Entries for bounding box labeling
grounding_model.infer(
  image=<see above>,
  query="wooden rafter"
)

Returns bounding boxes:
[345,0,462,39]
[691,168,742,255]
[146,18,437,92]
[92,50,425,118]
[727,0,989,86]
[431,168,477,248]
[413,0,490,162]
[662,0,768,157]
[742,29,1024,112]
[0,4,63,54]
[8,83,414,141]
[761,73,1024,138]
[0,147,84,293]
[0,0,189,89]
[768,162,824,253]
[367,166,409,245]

● Requirements:
Convert each line of the records above into a Markdown table with the columns "Row" and "Line". Give every row a number, and omit blank lines.

● Solution to this task:
| Row | Line |
|---|---|
| 1 | grounding_model.infer( |
| 2 |   image=<see above>, |
| 3 |   query="wooden rafter" |
| 4 | ) |
| 5 | Returns bounding boxes: |
| 6 | [345,0,462,39] |
| 7 | [691,168,742,255] |
| 8 | [146,18,437,92] |
| 9 | [92,50,425,118] |
| 10 | [727,0,989,86] |
| 11 | [431,168,477,248] |
| 12 | [413,0,490,162] |
| 13 | [662,0,768,157] |
| 14 | [742,29,1024,112] |
| 15 | [0,4,63,54] |
| 16 | [8,83,414,141] |
| 17 | [761,73,1024,138] |
| 18 | [0,147,84,293] |
| 19 | [0,0,189,89] |
| 20 | [768,162,824,253] |
| 21 | [367,166,409,245] |